-- ФРАГМЕНТ ДОКУМЕНТА --
────────────────
Чего ждет г-н Вебер от немецкого читателя,
который якобы чего-то ждет от русской литературы

    «Иностранная литература», № 7 за 2005 г.
 
   Тексты, вроде данного, веберовского, всегда читать мучительно и несколько неловко. Хочется сказать: «Ну, успокойся. Не все так плохо. Вон еще сколько хороших парней, которые думают точно так же, как ты. А те, которые не хотят вас, — так ведь они имеют право. Отвернись от них. Они тебе не нравятся. Так почему же ты им должен нравиться? Живи своей жизнью. Все нормально, старик».
   Вот могу порекомендовать из собственного опыта. Во времена андерграунда в нашем кругу было вполне ясное понятие: если нам не нравится советская власть, то почему же мы должны ей нравиться? И никогда не носили своих виршей в советские издательства (других, кстати, тогда не было). Но это так, к слову.
   Во всяком искреннем и пафосном писании объявляется, по большей части, не столько картина окружающей действительности, сколько автопортрет пишущего. И каким же нам предстает автор? Честным, благородным, прямодушным, немного наивным (что только придает ему шарму). А каким непонимающее его окружение? Они напряженно молчат, краснеют. Напрягаются, нервничают, обрывают чтение, хихикают, юлят и обманывают. Целой армией славистов раскручивают не тех, кого надо. Им профессора вдалбливают что-то там недолжное в незрелые головы… Их же русских клиентов (так называемую группу захвата) отличает нахрап, безудержное самовосхваление, наглое пародирование, прославление скотского гедонизма, садизма, отсутствие нравственных устоев, свобода греха, аномальные и примитивные желания, осмеяние всего святого. В общем — боевики. А серьезная и правильная литература в это время создается другими. Между прочим, хотя бы из эстетических или чисто стратегических соображений этим плоским карикатурным изображениям противников надо было придать хоть какие-то черточки человечности. К примеру: «Некоторые из них, возможно, не до конца развращенные, просто не ведают, что творят» или «Есть еще надежда, что в тайный ночной час не окончательно погубленная душа некоторых из них вдруг очнется и воскликнет: ‘Боже, в какую пропасть я себя завлек!’» Кстати и себе, искреннему и правильному, я на месте автора для большей достоверности прибавил бы некоторые человеческие слабости. Очаровательные слабинки. Например: «Возможно, возможно, я порой бываю чересчур суров и прямолинеен, но уж такова моя натура, не терпящая нималого лукавства».
   Между прочим, заметим вскользь, что самые издаваемые русские писатели в Германии, отнюдь не ужасающие автора персонажи, а, к примеру, Маканин и Улицкая. Так что не все так уж полностью захвачено монстрами тьмы. В общем, картина ясна и весьма привычна. Даже странно, насколько исторический опыт повторяется многократно и почти в нетронутой чистоте, как поведенческой, так и стилистическо-словарной. И нисколько никого ничему не учит. Повествования о крахе всего святого и падении нравственности — один из древнейших жанров. Самое старое свидетельство относится к какому-то ветхозаветному тысячелетию до нашей эры времен древнего царства Египта. И в этом, как видим, г-н Вебер тоже подтверждает свою явную приверженность традициям. И причем весьма древним.
────────────────
-- ПОСТАНОВКА ЗАДАЧИ A --
Укажите только число строк набора данных, в которых встречается слово "food".
Этот фрагмент никак не связан со строками набора данных.
────────────────
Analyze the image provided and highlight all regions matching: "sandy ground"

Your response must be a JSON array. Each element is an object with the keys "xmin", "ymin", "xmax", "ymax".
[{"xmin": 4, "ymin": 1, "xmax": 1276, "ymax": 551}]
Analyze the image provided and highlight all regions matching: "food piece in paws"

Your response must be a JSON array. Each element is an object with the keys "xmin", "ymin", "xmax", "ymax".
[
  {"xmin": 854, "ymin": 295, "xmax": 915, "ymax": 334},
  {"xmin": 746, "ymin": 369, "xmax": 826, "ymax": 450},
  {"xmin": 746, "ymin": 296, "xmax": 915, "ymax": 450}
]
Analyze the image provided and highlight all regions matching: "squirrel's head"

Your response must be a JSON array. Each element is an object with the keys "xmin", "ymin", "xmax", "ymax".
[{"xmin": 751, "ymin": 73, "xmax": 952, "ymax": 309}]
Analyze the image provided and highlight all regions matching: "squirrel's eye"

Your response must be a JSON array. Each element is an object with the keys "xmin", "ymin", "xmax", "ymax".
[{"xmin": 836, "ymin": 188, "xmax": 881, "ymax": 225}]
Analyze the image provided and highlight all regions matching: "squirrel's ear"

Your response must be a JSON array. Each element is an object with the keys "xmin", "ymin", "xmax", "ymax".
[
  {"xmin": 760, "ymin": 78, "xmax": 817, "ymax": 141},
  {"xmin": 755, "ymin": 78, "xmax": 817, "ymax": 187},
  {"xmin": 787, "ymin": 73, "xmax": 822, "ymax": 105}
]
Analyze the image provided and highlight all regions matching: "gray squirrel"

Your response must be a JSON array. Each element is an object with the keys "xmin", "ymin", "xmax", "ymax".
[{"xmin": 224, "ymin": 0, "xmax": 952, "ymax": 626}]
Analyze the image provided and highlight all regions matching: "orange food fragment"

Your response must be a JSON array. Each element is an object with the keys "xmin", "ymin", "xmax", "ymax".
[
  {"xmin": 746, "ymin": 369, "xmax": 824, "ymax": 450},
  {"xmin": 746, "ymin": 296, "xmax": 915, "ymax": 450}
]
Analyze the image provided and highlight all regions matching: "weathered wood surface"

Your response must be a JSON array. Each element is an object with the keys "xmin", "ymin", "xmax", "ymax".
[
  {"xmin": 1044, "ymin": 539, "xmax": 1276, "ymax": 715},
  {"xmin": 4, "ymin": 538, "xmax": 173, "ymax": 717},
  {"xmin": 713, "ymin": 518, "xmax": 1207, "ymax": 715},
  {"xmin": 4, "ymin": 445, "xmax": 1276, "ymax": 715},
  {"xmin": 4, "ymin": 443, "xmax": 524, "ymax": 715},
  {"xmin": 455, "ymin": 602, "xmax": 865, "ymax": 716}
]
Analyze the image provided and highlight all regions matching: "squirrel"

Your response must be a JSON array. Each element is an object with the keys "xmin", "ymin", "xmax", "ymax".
────────────────
-- ПОСТАНОВКА ЗАДАЧИ B --
Определите, соответствуют ли фрагменту документа следующие утверждения: (i) материал опубликован в седьмом номере «Иностранной литературы» за 2005 год; (ii) во времена андерграунда автор и его круг носили свои стихи в советские издательства; (iii) в числе самых издаваемых в Германии русских писателей названы Маканин и Улицкая. На каждое утверждение ответьте «да» или «нет» и приведите дословную цитату, на которой основан ответ.

-- ПОЛНЫЙ ОТВЕТ A --
2

-- ПОЛНЫЙ ОТВЕТ B --
(i) Да: «„Иностранная литература“, № 7 за 2005 г.»
(ii) Нет: «И никогда не носили своих виршей в советские издательства».
(iii) Да: «самые издаваемые русские писатели в Германии, отнюдь не ужасающие автора персонажи, а, к примеру, Маканин и Улицкая».